Your goal:
Scale the listing below by copying every line, requests included, and multiplying each x,y coordinate in the answers by 1.1, rounding to whole numbers with halves going up. Leave the numbers in the requests and their sample formats unchanged.

** Begin **

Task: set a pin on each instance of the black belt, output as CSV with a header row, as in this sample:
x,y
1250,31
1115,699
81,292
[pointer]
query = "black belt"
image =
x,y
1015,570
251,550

** End **

Task response:
Task: set a pin on each instance of the black belt, output as CSV with a header row, as in this sample:
x,y
1250,31
1115,699
81,292
[pointer]
query = "black belt"
image =
x,y
1117,627
276,605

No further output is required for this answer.